| TEXTO DE LECTURA |
---------------

Miguel Barbachano Ponce
Chiapas: diluvio de imágenes

Un diluvio de imágenes inundó la mente de los que seguimos con preocupación la acuosa tragedia que estremece a los pobladores indígenas de Chiapas en estos meses intermedios de 1998. Así, he recreado inumerables visiones en movimiento de precisos espacios chiapanecos ahora anegados por turbulentas aguas negras. Por ejemplo, aquellas líneas que escribió fray Francisco Ximénez en su libro Historia de la provincia de San Vicente de Chiapas y Guatemala, acerca del momento en que la Virgen descendió del cielo para socorrer a los indígenas en la primera década del siglo XVIII (1708-1712), en Zinacantán, dentro de un palo que despedía rayos.

Inmediatamente cancelé aquellos destellos milagrosos para dar paso al interesante mediometraje de acentos etnográficos que realizó José Báez Esponda, precisamente en la mítica Zinacantán (hoy San Juan), Carnaval chamula (1959), cuyo contexto sonoro alberga el crepitar de las llamas y el rítmico ulular de las chirimías. Pero más allá de remembranzas irreales y reales de la región chamula, conjugué el cúmulo de fotogramas que dieron aliento visual al segundo cuento de la película Raíces, estrenada en el cine Orfeón el 10 de junio de 1955. Aquella segunda historia debida a la pluma de Francisco Rojas González y a los empeños de Benito Alazraki (director) y de Hans Beimler (camarógrafo), narra las fatigas antropológicas de Jane Davis (Olimpia Alazraki), estudiante estadunidense cuya tesis llega a la conclusión de que los indios son salvajes.

Meses más tarde, Jane regresa a aquellos lugares y encuentra que sus desesperados pobladores han entronizado en la ermita, como una presencia salvadora la reproducción de la Gioconda que ella había olvidado durante la investigación. Entonces comprende el alto grado de sensibilidad de aquel pueblo, hoy asfixiado por las tormentas, y rompe la tesis equivocada.

Y ya que nos invaden intensos desquiciamientos es justo rememorar las secuencias de La rebelión de los colgados conjugadas en 1954 por Emilio Fernández y Gabriel Figueroa, a partir de la novela de Bruno Traven, que relata las crueles condiciones de vida de unos peones indígenas en una montería de caoba ubicada en espacios ahora anegados. Hoy, tiempo de húmedas remembranzas, también me vienen a la cabeza escenas del discurso cinemático de Archibaldo Burns, quien en 1973 adaptó a los fotogramas Juan Pérez Jolote, libro de Ricardo Pozas cuyo contenido refiere una situación étnica y cultural encarnada en indios tzotziles.

---------------

| REGISTROS MOSTRADOS |
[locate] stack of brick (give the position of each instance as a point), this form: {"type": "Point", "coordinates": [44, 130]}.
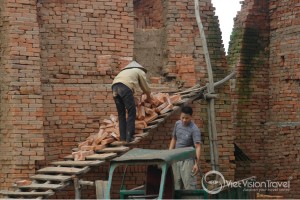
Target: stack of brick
{"type": "Point", "coordinates": [109, 129]}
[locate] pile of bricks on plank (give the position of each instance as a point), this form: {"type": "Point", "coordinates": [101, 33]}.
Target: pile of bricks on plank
{"type": "Point", "coordinates": [109, 129]}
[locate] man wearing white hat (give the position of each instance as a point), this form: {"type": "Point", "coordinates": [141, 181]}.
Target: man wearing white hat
{"type": "Point", "coordinates": [132, 77]}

---------------

| PARTES DEL EJERCICIO |
- 1) Según el texto sobre Chiapas, ¿por qué rompe Jane Davis su tesis? Responde en una a tres oraciones.
- 2) ¿En qué cine y en qué fecha se estrenó la película Raíces, según el texto sobre Chiapas?
- 3) Indica si cada afirmación concuerda con el texto sobre Chiapas. Contesta sí o no y cita las palabras del texto que lo deciden.
(a) Carnaval chamula fue realizado por Benito Alazraki.
(b) La rebelión de los colgados se basó en una novela de Bruno Traven.
(c) Archibaldo Burns adaptó Juan Pérez Jolote en 1973.

| EJERCICIO RESUELTO |
- 1) Meses después regresa y encuentra que los pobladores han entronizado en la ermita, como una presencia salvadora, la reproducción de la Gioconda que ella había olvidado. Con eso comprende el alto grado de sensibilidad de aquel pueblo y rompe la tesis equivocada.

- 2) En el cine Orfeón, el 10 de junio de 1955.

- 3)
(a) No: "que realizó José Báez Esponda"
(b) Sí: "a partir de la novela de Bruno Traven"
(c) Sí: "quien en 1973 adaptó a los fotogramas Juan Pérez Jolote"